PROBLEM STATEMENT
Write out, word for word, the part of the haplotype trend regression tutorial between "- Under Haplotype" and "7-1). Click Run.", inclusive.

TEXT PASSAGE
Full Model Regression
- Open the Phenotype Dataset + 500K Genotypes – Sheet 1 spreadsheet and left-click once on the C/C phenotype to inactivate the column. Now set the quantitative variable Pheno as dependent.
NOTE: For this simulated phenotype, performing a Corr/Trend Association test using an Additive model would show genome-wide significance for several markers in Chromosome 14. Thus, for the purpose of saving time, we will only look at markers in Chromosome 14.
- Go to Select > Activate by Chromosome, click Uncheck All, then check 14 and click OK.
- We will first compute our haplotype blocks for Chromosome 14 to use in the analysis by selecting Genotype > Haplotype Block Detection. Leave the defaults and click Run.
- Then, from the Phenotype Dataset + 500K Genotypes – Sheet 5 spreadsheet, go to Genotype > Haplotype Trend Regression.
- Under Haplotype Block Definition select Use precomputed blocks and select the Haplotype blocks, 4105 markers in 1537 groups block definition spreadsheet. Make sure Show marker names in spreadsheet output is checked and leave the rest of the settings at their default values (Figure 7-1). Click Run.
The resulting spreadsheet Haplotype Trend Regression Results is produced. The rows of this spreadsheet correspond to the haplotype blocks used. The row labels will correspond to the first marker in the block. The names of the markers comprising each block are shown in Column 2.
- Plot the results by right-clicking on the -log10 Full-Model P column and selecting Plot Variable in GenomeBrowse. Double-click on Chromosome 14 to zoom in on it.
- Zoom into the area around the most significant block (first marker SNP_A-1859412) and add the LD Plot. (Add the LD plot by selecting File > Plot…, clicking the Project button (if it is not already selected), choosing the Phenotype Dataset + 500K Genotypes – Sheet 5 spreadsheet, checking LD and clicking Plot & Close.)
- Add in the computed marker blocks by selecting the LD node in the Plot Tree, then under the Marker Blocks tab select Load under the Blocks options. Select the Haplotype blocks, 4105 markers in 1537 groups block definition spreadsheet. The plot window should look similar to Figure 7-3.
Note that in the two haplotype blocks having SNP_A-1859412 and SNP_A-4204238 as their first markers, respectively, there is high linkage disequilibrium among the markers within each of these haplotype blocks. Since these blocks correspond to the two most significant p-values for this haplotype regression analysis, we conclude that the haplotypes within these blocks are clearly defined and have a very significant effect on the phenotype being analyzed.
Full vs Reduced Model Regression
Haplotype Trend Regression can also be used while correcting for any covariates. In this tutorial dataset we have some potential covariates included in the data–namely, Ethnicity and Gender.
- Open Phenotype Dataset + 500K Genotypes – Sheet 5 and once again select Genotype > Haplotype Trend Regression.

ENTRIES PROVIDED
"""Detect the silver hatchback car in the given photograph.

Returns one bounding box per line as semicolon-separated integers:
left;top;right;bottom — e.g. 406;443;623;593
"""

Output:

OUTPUT
- Under Haplotype Block Definition select Use precomputed blocks and select the Haplotype blocks, 4105 markers in 1537 groups block definition spreadsheet. Make sure Show marker names in spreadsheet output is checked and leave the rest of the settings at their default values (Figure 7-1). Click Run.